Aim of the exercise: Write each record again exactly as it stands.

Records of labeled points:

◆ ◆ ◆

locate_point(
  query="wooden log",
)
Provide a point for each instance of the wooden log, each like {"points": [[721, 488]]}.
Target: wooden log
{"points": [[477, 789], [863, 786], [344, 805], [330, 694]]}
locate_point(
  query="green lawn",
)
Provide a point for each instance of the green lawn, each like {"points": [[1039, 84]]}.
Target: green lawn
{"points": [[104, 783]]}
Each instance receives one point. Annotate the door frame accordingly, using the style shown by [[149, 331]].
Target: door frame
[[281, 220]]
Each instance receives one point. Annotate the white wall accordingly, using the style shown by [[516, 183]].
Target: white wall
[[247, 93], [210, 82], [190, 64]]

◆ ◆ ◆

Response to this exercise:
locate_point(
  query="wooden log",
)
Provide a point for each instance of the wooden log, each like {"points": [[721, 488]]}.
Target: wooden log
{"points": [[477, 789], [863, 786], [344, 805], [330, 694]]}
locate_point(
  query="green lawn",
)
Provide a point for each instance of the green lawn, each like {"points": [[1039, 84]]}.
Target: green lawn
{"points": [[104, 783]]}
Each instance receives one point. Annotate the door frame accordingly, using the style shown by [[149, 331]].
Target: door frame
[[281, 220]]
Each instance receives one point. Annotate the white wall accordingly, using the style shown by [[516, 183]].
Target: white wall
[[247, 93], [210, 82], [190, 64]]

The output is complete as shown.